## Goal
How many lines in the rows below contain the string "background"? Count them and reply with the number alone.

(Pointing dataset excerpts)
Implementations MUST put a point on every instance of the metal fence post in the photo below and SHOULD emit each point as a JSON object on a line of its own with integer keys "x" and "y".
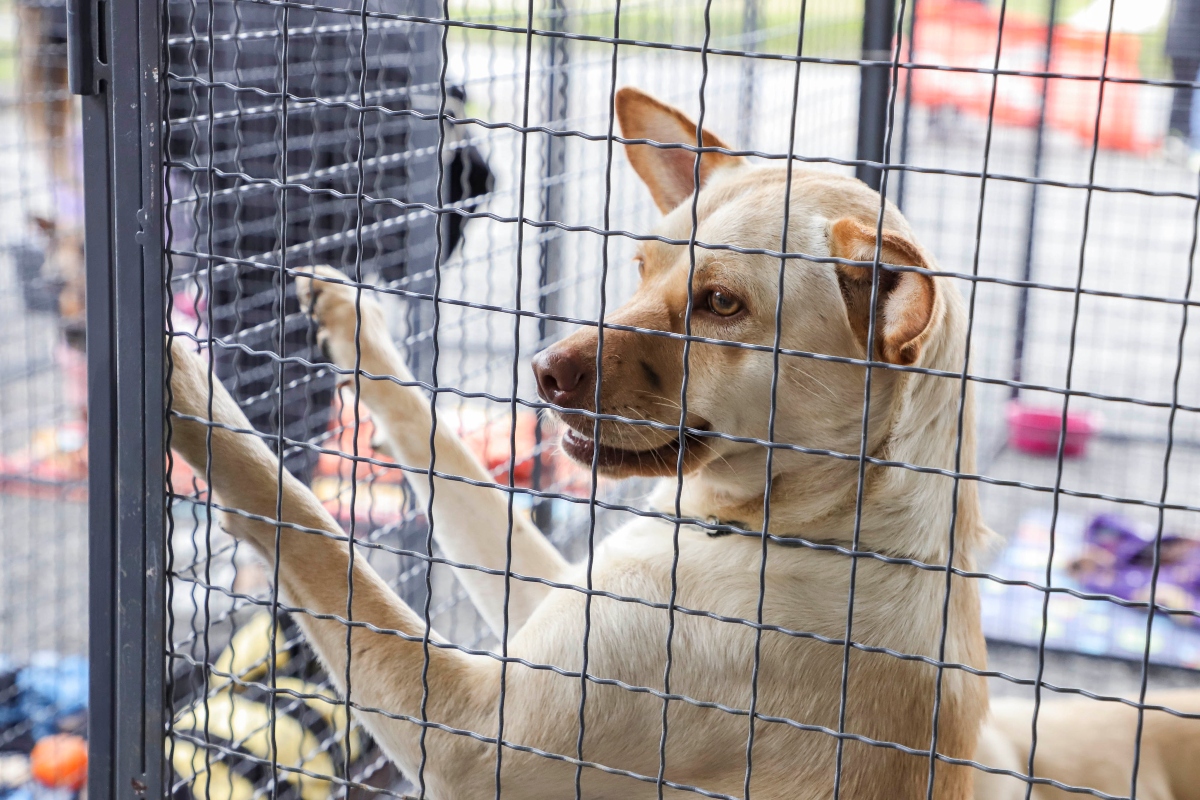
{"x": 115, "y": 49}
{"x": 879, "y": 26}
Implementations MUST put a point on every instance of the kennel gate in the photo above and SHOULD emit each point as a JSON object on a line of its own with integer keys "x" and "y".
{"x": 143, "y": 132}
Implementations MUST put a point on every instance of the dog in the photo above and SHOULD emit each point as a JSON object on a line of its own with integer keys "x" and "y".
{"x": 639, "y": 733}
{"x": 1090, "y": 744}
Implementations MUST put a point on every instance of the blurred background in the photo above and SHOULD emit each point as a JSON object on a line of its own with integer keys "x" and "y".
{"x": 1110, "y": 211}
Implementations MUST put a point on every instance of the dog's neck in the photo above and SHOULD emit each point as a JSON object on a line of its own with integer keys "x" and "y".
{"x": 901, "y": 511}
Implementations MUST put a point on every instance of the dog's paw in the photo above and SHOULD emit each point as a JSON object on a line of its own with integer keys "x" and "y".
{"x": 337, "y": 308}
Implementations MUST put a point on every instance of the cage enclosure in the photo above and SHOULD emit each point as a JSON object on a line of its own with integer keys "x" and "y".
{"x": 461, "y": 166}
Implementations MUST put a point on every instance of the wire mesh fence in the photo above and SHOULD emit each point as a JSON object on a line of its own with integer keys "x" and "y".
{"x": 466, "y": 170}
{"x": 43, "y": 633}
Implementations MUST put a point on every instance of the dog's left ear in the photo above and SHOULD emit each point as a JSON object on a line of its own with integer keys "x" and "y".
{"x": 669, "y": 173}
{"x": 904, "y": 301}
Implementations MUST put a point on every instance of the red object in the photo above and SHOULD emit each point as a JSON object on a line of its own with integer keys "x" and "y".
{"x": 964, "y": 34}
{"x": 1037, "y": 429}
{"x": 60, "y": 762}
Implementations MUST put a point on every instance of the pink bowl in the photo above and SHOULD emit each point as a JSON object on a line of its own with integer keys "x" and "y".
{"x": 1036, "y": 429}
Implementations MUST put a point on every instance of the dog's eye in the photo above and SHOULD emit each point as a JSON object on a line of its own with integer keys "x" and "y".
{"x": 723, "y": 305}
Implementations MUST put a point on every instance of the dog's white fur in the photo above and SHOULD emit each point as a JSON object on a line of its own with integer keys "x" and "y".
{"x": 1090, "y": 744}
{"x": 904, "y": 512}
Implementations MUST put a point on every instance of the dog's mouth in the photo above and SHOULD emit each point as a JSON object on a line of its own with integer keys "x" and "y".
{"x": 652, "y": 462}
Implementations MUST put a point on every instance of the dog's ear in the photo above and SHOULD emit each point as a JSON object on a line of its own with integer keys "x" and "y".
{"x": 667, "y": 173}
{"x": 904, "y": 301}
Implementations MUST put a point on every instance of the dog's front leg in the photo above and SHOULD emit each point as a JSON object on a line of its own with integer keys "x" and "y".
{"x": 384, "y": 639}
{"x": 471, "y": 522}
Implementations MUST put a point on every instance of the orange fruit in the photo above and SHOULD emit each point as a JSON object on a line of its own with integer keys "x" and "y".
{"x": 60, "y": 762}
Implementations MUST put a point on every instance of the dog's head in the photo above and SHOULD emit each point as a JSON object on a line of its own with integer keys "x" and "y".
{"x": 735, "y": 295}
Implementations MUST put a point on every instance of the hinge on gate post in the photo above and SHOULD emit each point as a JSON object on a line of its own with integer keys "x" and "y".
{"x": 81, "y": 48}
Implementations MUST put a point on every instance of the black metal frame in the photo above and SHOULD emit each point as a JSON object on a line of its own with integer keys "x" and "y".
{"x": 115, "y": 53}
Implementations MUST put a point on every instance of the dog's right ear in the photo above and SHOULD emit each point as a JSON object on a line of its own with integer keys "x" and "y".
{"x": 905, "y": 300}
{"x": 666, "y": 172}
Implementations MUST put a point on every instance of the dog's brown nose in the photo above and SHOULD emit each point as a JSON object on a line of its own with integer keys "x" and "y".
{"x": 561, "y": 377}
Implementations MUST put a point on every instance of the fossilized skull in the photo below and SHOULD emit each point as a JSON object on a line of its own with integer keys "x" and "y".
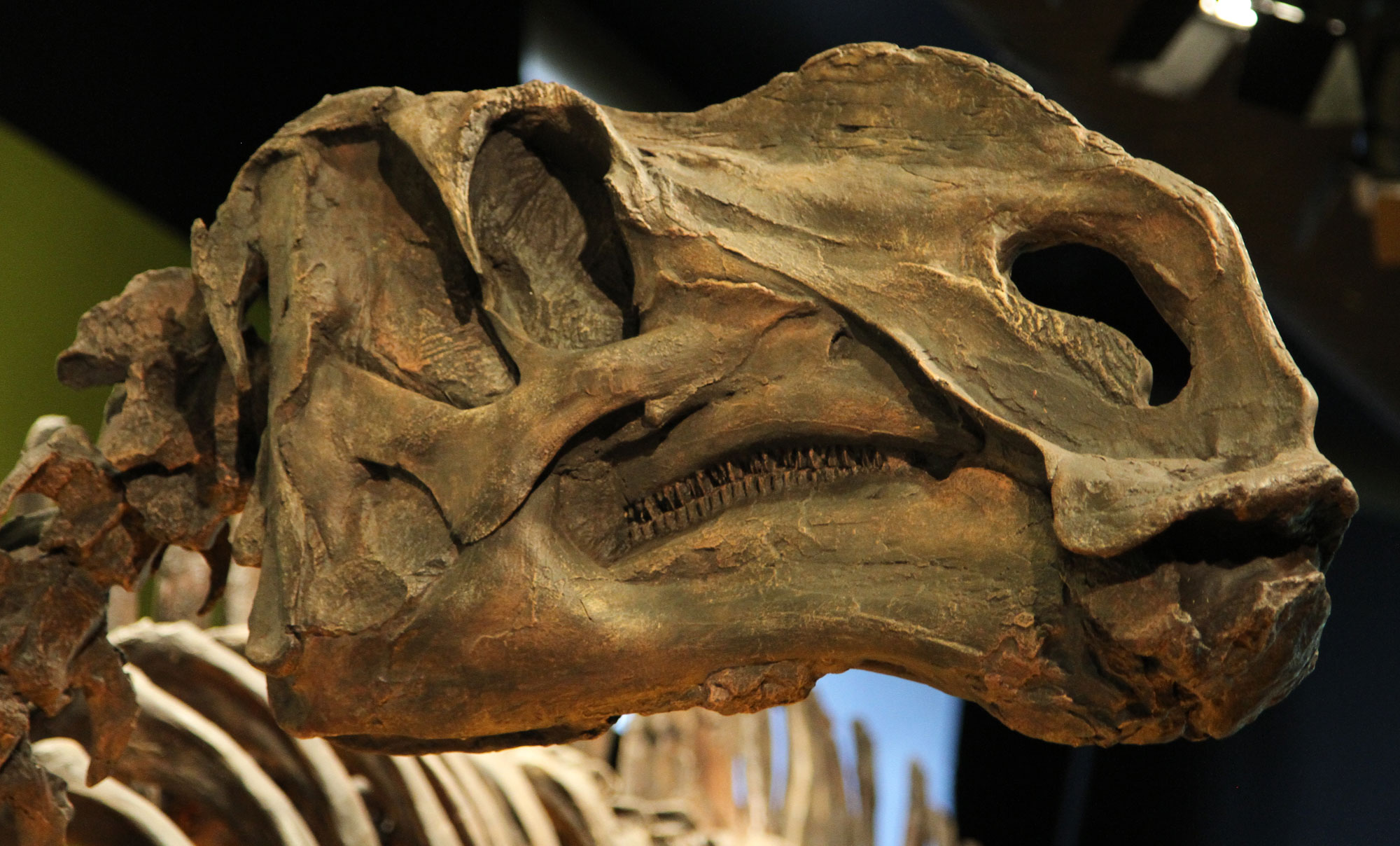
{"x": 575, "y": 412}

...

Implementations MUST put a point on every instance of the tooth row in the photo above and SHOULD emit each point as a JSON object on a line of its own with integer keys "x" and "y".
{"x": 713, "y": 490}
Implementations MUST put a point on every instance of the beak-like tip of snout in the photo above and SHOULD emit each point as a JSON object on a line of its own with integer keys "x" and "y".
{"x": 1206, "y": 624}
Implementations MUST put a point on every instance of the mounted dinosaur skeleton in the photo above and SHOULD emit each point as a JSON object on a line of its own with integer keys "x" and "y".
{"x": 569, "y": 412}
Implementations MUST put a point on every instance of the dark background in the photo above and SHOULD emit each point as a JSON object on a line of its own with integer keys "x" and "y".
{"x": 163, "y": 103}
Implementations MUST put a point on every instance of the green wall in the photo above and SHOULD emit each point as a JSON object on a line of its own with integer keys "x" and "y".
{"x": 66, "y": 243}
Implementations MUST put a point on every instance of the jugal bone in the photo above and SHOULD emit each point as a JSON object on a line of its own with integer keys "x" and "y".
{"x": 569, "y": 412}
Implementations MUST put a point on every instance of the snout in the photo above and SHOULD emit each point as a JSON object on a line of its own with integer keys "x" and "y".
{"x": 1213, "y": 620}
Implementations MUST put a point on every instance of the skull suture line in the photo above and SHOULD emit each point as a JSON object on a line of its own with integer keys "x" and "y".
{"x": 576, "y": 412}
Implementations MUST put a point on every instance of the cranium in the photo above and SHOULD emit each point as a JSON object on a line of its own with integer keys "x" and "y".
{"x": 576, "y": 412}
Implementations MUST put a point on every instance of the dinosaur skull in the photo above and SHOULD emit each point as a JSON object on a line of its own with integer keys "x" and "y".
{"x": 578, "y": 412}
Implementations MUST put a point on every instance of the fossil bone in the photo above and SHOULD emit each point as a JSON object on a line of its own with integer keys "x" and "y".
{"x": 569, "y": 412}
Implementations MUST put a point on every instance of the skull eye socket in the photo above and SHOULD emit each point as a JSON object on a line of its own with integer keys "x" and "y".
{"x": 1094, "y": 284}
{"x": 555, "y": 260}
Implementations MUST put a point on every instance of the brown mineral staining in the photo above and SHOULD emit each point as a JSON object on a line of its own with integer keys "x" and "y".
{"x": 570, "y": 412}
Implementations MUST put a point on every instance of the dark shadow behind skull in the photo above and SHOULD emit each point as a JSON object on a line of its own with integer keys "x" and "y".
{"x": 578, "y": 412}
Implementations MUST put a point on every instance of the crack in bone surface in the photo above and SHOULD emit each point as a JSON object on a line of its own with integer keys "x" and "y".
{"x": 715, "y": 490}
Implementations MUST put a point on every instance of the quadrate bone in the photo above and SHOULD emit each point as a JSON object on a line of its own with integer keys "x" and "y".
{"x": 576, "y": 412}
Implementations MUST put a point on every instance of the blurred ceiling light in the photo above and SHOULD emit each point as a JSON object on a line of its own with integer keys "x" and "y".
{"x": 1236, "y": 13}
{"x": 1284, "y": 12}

## Solved exercise
2